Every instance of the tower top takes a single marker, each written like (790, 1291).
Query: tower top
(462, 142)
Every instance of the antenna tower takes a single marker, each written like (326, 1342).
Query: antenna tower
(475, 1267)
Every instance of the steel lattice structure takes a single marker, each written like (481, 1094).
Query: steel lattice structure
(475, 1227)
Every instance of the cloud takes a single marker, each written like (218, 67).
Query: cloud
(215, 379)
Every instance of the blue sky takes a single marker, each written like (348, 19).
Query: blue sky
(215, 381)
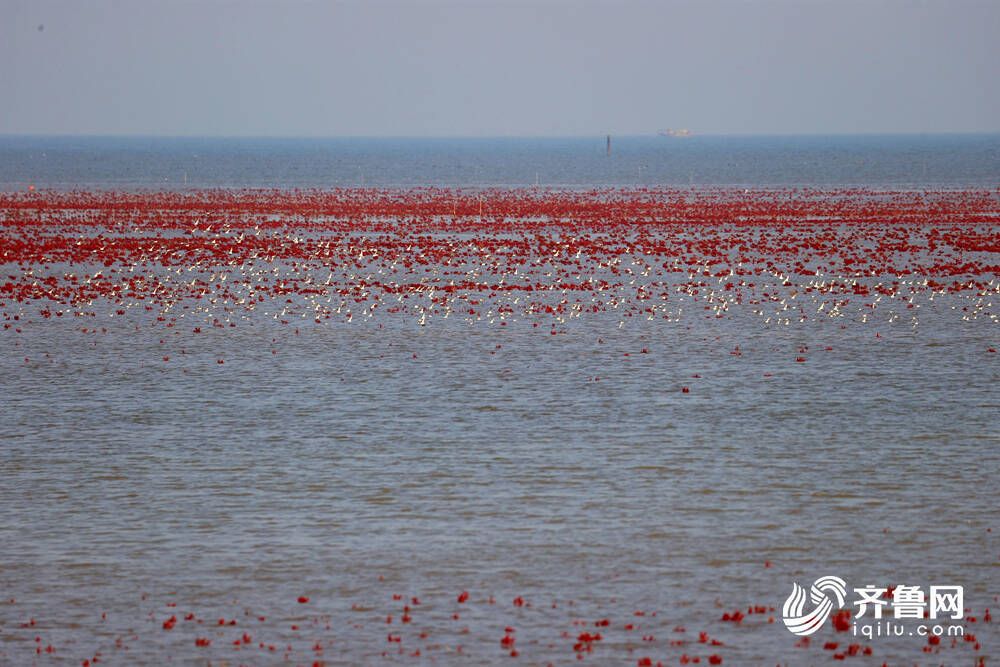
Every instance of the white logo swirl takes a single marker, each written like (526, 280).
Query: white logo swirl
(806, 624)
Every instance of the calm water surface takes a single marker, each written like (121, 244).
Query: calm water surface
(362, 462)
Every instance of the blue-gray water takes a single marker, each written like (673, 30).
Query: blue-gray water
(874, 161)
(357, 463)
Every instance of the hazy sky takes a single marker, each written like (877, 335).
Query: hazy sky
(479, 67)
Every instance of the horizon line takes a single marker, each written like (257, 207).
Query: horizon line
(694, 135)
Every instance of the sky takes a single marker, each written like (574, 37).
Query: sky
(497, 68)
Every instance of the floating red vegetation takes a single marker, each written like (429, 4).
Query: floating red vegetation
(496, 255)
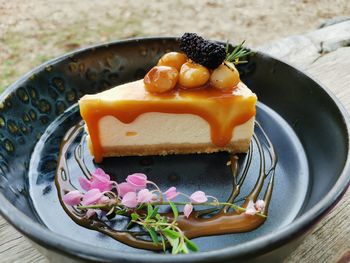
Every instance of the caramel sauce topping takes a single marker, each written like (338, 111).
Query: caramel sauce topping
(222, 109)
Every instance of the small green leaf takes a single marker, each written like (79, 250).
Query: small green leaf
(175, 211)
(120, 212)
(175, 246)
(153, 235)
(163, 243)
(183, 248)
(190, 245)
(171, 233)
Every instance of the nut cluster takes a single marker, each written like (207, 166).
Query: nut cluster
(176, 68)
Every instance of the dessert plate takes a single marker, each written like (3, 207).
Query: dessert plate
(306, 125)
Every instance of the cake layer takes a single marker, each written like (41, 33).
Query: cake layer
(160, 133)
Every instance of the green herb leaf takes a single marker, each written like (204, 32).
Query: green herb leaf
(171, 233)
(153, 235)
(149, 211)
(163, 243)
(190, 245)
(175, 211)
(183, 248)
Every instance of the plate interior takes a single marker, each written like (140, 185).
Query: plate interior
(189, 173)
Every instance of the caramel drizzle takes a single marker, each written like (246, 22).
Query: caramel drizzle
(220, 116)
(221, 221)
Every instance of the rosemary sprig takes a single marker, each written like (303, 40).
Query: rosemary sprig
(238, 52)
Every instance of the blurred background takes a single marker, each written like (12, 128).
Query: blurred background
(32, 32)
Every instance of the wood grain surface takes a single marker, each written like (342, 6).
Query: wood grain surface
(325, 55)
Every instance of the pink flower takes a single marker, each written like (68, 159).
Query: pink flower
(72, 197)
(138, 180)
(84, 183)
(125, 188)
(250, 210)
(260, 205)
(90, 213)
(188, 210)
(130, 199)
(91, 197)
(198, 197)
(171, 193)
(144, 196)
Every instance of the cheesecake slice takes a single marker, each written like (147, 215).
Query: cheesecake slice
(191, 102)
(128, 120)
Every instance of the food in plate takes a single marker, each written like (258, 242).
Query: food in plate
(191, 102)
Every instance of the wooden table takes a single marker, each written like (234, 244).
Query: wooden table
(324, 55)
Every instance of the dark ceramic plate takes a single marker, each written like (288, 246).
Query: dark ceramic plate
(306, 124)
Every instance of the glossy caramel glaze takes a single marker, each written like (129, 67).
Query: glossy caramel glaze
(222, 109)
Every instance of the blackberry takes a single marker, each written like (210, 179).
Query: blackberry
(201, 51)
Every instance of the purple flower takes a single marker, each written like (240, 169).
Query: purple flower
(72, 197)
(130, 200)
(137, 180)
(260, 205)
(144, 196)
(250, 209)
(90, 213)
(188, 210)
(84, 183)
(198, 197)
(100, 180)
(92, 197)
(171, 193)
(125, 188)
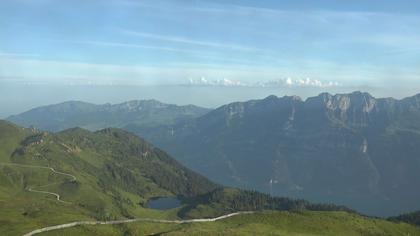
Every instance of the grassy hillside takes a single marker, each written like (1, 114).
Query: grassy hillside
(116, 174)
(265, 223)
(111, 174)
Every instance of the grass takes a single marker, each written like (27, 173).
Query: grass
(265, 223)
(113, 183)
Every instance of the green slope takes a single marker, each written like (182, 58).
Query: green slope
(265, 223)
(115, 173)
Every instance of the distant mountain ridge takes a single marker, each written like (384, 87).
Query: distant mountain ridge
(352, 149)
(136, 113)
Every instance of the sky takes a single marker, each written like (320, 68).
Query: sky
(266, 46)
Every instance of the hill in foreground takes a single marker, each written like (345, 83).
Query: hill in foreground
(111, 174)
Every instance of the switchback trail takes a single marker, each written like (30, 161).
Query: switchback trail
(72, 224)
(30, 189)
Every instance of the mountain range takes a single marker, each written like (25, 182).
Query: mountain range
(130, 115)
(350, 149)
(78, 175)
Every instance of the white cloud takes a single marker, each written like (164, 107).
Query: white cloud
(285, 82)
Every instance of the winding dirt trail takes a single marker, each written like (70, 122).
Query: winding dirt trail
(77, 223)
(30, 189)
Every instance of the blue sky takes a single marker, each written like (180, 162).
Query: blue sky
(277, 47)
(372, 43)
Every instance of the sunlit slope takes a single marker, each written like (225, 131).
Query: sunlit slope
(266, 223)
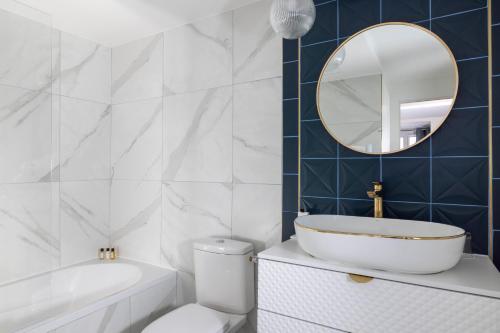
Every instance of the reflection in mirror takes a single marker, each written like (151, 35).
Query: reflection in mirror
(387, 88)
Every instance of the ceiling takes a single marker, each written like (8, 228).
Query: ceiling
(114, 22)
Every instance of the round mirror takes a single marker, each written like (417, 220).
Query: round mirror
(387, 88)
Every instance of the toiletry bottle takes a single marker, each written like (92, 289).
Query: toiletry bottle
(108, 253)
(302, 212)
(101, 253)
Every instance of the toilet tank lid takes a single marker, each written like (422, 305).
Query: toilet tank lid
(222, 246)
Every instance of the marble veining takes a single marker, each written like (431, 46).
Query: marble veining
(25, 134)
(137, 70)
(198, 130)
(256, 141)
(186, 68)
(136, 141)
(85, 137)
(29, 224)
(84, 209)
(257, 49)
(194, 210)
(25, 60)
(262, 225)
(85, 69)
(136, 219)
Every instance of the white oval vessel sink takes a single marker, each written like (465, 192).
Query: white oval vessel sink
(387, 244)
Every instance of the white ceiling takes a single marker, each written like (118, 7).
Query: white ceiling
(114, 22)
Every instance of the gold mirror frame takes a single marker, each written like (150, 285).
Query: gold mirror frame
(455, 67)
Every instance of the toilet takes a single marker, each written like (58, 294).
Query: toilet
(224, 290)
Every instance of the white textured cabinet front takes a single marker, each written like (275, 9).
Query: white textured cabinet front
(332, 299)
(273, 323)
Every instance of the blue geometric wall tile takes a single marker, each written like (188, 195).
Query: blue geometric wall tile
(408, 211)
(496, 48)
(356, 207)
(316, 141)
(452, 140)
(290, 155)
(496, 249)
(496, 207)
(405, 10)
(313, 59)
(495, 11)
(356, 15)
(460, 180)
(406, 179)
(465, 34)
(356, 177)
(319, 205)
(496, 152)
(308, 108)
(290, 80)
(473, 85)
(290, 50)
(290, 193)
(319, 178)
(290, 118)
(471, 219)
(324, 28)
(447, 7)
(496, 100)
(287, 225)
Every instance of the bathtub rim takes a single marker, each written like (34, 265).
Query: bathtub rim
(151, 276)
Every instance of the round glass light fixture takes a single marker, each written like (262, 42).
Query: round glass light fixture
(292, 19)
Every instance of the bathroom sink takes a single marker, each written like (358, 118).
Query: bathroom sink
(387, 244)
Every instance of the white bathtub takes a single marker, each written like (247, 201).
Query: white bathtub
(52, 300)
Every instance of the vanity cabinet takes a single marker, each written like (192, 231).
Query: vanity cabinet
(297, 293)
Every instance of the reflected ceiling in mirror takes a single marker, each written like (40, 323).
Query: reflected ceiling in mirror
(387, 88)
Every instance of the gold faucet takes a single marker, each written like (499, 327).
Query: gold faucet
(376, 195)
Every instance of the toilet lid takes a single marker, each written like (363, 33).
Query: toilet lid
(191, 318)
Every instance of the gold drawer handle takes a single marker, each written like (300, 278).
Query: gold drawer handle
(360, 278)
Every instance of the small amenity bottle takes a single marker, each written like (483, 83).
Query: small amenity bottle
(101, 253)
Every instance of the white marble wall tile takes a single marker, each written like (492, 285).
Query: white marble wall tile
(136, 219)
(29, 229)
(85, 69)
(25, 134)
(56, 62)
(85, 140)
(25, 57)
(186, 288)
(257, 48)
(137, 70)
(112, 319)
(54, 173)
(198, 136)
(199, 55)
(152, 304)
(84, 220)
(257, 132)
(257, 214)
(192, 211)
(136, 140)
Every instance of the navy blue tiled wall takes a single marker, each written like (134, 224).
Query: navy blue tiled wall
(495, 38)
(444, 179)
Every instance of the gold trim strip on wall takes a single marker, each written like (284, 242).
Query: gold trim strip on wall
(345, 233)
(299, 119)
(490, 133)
---
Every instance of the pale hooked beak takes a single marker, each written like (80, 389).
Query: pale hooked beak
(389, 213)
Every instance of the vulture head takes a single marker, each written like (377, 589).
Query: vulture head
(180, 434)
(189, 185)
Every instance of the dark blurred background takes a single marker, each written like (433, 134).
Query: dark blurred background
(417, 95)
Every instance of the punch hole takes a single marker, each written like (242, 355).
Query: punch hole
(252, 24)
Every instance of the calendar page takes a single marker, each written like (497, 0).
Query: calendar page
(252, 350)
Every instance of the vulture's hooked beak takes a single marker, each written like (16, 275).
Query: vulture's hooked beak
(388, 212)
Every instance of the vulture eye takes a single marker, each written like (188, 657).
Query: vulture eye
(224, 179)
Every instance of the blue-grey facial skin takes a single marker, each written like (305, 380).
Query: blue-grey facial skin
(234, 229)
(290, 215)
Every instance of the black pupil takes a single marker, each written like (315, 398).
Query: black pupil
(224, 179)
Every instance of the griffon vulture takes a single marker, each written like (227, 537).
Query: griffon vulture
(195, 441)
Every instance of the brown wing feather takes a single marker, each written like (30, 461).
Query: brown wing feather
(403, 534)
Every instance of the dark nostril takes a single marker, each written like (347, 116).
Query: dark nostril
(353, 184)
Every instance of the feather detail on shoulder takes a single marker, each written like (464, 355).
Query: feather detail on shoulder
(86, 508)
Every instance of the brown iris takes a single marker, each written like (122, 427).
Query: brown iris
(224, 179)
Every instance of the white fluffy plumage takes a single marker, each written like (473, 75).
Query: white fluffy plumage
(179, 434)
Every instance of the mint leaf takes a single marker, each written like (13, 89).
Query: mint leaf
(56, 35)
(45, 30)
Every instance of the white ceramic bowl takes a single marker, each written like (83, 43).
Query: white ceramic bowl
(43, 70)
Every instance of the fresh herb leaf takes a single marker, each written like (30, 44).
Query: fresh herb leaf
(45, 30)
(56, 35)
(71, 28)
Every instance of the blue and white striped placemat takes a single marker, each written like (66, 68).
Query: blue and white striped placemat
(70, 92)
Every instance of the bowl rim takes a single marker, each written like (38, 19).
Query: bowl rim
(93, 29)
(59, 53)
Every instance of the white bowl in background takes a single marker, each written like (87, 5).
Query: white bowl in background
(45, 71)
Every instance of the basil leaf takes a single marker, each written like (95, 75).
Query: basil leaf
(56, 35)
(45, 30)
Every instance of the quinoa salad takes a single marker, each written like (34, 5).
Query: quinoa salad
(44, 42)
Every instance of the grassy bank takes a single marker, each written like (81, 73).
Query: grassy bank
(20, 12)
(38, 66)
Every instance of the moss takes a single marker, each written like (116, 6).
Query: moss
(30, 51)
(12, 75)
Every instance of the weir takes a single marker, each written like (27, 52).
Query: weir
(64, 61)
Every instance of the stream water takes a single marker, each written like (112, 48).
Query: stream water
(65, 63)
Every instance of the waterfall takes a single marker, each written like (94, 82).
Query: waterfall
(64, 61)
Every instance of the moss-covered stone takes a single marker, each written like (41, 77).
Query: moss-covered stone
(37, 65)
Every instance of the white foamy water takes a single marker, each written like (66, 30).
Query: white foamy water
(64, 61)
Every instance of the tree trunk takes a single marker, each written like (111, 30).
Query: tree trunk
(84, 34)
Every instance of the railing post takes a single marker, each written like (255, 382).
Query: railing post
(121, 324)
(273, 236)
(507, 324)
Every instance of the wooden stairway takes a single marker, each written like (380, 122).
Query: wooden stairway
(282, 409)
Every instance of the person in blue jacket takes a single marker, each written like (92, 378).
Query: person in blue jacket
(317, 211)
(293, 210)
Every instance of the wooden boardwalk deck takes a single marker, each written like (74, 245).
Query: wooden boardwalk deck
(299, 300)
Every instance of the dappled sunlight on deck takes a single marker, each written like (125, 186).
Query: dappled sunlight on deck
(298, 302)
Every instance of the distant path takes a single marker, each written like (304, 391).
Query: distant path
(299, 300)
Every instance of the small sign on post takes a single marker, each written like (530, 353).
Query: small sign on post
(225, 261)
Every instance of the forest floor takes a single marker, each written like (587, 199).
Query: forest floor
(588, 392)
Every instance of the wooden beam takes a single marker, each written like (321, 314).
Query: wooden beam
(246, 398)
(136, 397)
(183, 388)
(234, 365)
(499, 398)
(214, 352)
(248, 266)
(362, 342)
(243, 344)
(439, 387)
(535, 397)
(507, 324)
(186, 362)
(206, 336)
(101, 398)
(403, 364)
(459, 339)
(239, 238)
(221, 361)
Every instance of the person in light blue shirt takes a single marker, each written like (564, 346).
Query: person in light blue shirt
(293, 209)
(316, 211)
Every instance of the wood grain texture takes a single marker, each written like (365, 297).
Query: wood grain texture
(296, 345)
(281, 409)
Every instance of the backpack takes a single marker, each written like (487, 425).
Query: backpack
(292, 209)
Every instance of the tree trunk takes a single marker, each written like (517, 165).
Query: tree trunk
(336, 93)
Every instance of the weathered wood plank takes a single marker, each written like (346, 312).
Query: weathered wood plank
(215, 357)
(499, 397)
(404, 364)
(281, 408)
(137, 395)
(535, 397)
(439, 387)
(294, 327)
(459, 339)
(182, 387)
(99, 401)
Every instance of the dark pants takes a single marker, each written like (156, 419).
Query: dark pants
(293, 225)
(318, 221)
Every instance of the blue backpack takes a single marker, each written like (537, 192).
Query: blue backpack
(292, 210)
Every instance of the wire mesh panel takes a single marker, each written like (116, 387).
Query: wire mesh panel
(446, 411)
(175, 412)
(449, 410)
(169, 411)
---
> [WORK TO DO]:
Collect each line from the records above in which the word "path" appears.

> [FULL OUTPUT]:
Every instance of the distant path takes a single marker, each written like (304, 391).
Query: distant path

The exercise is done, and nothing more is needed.